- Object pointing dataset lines
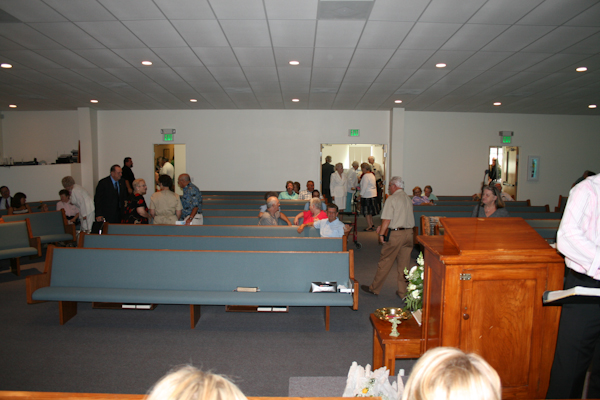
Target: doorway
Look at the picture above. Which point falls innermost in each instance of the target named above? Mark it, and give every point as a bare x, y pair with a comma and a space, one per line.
508, 161
175, 154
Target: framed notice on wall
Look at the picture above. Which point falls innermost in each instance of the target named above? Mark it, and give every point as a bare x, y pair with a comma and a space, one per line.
533, 168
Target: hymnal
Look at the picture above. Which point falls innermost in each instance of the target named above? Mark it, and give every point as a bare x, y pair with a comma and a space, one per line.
577, 294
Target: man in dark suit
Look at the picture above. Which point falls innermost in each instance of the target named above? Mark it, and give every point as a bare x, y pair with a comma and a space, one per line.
110, 196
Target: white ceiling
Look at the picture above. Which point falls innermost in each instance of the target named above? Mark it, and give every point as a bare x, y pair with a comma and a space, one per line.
354, 55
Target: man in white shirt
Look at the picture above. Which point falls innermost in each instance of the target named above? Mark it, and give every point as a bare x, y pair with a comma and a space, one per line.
166, 168
5, 199
332, 226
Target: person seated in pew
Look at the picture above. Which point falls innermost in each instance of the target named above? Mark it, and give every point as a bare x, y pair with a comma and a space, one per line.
71, 211
18, 205
448, 373
429, 194
332, 226
420, 200
491, 205
263, 209
272, 215
136, 211
313, 214
316, 195
289, 193
503, 196
165, 205
189, 383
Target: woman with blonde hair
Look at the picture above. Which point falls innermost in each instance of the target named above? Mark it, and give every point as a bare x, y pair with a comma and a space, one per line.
189, 383
448, 373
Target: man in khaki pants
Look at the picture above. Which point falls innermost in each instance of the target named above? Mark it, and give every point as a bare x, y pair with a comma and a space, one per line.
397, 215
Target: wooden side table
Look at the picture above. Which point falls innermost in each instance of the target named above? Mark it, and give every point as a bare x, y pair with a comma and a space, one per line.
387, 348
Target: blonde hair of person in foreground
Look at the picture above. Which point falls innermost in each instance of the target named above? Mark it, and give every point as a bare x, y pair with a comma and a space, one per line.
449, 374
189, 383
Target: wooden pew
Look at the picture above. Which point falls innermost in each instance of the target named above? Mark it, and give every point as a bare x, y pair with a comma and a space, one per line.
242, 243
17, 241
193, 277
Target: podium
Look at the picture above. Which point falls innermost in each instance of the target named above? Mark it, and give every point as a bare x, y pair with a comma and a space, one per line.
484, 282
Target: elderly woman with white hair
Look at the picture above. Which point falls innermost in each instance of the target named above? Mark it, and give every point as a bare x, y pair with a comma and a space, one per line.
189, 383
82, 200
337, 186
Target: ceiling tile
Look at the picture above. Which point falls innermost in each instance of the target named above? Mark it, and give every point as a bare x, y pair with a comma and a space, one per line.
81, 10
450, 11
255, 57
112, 34
178, 56
517, 37
247, 33
238, 9
185, 9
429, 36
133, 10
201, 33
338, 33
156, 33
291, 9
292, 33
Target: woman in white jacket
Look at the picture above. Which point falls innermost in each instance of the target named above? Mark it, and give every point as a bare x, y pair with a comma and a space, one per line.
337, 186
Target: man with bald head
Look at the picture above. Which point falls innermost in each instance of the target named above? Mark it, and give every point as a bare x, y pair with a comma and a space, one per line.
191, 201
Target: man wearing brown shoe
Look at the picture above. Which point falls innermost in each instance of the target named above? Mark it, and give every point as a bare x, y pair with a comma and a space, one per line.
397, 215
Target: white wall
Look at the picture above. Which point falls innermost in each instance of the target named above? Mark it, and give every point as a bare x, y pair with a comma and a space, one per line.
236, 150
39, 134
448, 151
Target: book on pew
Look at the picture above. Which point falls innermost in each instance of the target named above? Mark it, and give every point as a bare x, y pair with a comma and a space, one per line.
575, 295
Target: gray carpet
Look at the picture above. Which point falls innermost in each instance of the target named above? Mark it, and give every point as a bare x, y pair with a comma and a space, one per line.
126, 351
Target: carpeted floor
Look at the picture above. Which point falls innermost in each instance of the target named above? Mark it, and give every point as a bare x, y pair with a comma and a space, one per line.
126, 351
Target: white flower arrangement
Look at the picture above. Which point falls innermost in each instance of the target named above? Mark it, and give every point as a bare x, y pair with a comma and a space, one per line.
414, 295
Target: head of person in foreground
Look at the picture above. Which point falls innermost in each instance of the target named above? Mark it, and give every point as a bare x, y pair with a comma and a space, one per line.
189, 383
446, 373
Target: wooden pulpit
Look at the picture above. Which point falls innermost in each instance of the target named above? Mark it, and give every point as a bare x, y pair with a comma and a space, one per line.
484, 281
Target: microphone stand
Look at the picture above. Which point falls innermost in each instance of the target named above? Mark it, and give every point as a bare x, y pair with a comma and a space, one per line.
487, 171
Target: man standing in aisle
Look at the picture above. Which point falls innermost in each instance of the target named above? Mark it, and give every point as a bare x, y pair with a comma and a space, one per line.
110, 196
379, 178
191, 201
128, 175
578, 239
397, 216
326, 171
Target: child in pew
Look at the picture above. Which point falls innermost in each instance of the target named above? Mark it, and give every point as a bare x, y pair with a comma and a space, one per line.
189, 383
448, 373
71, 211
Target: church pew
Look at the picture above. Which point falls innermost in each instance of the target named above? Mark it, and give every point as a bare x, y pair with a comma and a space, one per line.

- Stated task
Please duplicate the lines running from the one that contains "Target: white flower arrangement" through the end of the records: begin at the line that has "Target: white flower arrangement" and stop after the last line.

- Answer to the problem
Target: white flower arrangement
Look at the picture above. Which point falls innermost in each instance of the target named above? Mark it, and give every point as a bare x, y pair with a comma and a space, one per line.
414, 295
Target: head of person in foreground
Look at the picture above. Which point falls innermost in each instance of the target named above? Mark it, and give every point as a bare x, y pair with a comma and a space, one per line.
189, 383
446, 373
Target: wooden pulpit
Look at the picture above. Which point falls innermost in each instance of the target named above? Mark it, and give every point as a bare x, y pair with a comma and a space, one per line.
484, 281
Target: microphone stand
Look at the picture above. Which point falls innermost in each instance of the target named above? Mark it, and give every point as a bare x, y pair with a comma and a space, one per line.
487, 171
Target: man standing in aisle
Look at the picture above. Which point falls innermost in each instance of the target named above? Mark it, and give every point as a bare x, y pair with a comma and a space, one per line.
110, 196
379, 178
191, 201
128, 175
578, 239
397, 216
326, 171
Target: child in pew
Look at the picture above. Which point falls innermost in each instance of the target named above? Mark it, and give every point as a bare x, y pair with a comma and a space, one per line.
189, 383
448, 373
71, 211
Target: church pew
Look at the picture above. Which point falls innermost in each instance of the target named above? Mark it, and give every point as a bare x, y pair with a comma and a space, one per line.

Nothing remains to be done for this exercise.